*Work to be completed:*
Replace "cliff face" with "rock wall" in the entries, from the first line up to and including the line containing "[[426, 169], [252, 241], [144, 111]]". Change nothing else, and give back only those lines.

*Provided data:*
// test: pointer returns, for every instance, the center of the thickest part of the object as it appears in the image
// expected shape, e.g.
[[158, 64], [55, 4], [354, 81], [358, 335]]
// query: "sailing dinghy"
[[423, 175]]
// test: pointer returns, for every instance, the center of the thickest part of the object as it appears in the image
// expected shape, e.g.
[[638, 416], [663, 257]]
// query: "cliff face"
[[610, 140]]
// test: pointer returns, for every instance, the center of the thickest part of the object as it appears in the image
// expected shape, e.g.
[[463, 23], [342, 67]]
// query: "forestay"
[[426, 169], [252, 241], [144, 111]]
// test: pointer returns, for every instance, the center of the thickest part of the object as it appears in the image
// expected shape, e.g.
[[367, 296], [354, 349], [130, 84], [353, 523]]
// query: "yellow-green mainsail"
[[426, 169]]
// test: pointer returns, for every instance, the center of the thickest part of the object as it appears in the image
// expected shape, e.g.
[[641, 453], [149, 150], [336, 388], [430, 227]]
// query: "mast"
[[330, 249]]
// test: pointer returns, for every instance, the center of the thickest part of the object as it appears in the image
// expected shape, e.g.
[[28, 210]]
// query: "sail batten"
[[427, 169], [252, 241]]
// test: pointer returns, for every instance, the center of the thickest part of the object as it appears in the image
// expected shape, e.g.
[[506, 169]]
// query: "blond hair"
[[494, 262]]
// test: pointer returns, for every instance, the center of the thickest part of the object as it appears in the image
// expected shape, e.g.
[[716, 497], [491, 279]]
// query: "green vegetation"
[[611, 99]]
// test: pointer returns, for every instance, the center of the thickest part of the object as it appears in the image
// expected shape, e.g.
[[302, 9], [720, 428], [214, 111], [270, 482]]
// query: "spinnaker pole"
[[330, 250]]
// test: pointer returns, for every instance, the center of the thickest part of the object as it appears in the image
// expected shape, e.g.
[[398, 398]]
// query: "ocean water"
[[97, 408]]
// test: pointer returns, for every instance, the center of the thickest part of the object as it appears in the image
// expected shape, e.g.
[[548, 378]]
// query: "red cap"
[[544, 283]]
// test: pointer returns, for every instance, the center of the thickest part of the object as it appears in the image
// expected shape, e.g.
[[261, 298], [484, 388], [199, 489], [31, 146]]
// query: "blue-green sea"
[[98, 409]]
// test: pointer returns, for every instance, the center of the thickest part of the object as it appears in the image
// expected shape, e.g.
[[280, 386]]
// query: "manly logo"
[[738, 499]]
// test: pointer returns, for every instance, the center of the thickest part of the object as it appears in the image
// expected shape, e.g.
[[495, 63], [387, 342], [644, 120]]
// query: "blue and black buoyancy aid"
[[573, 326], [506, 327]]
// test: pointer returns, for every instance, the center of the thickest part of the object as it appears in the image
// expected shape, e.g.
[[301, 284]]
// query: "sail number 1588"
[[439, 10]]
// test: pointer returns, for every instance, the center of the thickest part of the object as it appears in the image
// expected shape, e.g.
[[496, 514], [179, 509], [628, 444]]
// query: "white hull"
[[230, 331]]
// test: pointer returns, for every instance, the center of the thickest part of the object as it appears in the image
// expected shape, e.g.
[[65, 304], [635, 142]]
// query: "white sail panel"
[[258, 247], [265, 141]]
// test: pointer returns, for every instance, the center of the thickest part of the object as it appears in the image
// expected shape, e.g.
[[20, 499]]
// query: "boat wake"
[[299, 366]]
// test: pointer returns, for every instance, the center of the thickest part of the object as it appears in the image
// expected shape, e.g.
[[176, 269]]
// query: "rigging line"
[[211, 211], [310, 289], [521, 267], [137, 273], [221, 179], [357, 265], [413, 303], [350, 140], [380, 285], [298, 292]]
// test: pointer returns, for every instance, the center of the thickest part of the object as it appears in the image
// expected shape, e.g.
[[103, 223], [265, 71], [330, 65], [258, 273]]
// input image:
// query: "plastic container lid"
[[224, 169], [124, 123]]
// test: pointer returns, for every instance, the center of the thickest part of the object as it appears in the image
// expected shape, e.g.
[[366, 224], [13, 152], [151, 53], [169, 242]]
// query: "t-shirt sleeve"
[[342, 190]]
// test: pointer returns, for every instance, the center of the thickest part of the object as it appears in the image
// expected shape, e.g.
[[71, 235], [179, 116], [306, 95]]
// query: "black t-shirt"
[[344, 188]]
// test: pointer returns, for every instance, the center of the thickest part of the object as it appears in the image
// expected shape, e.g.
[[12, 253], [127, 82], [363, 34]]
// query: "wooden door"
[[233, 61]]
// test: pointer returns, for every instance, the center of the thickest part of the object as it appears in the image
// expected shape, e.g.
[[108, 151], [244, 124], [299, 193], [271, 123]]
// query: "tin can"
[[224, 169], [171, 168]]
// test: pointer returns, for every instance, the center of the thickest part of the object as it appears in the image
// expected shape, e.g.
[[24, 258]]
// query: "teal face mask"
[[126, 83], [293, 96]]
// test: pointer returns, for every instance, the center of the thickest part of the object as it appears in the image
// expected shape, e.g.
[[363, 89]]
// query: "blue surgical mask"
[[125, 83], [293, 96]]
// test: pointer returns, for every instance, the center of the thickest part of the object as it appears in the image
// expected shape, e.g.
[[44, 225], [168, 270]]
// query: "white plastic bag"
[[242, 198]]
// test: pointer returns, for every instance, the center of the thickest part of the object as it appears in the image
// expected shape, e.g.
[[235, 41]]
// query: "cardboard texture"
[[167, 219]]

*Worked solution:*
// test: pointer returns, for every instance, the center of the thickest part of the object as it appears in the image
// expected shape, e.g.
[[158, 64], [55, 4], [354, 81], [358, 335]]
// query: "sailing dinghy"
[[423, 175]]
// test: pointer returns, for every instance, the center of the thickest part of the object as it appears in the image
// expected shape, e.g.
[[638, 416], [663, 257]]
// query: "rock wall"
[[610, 140]]
// test: pointer returns, for every instance, the center of the thickest part of the object as it appears in the image
// expected shape, e.g.
[[463, 23], [342, 67]]
// query: "forestay"
[[426, 169], [252, 241], [144, 111]]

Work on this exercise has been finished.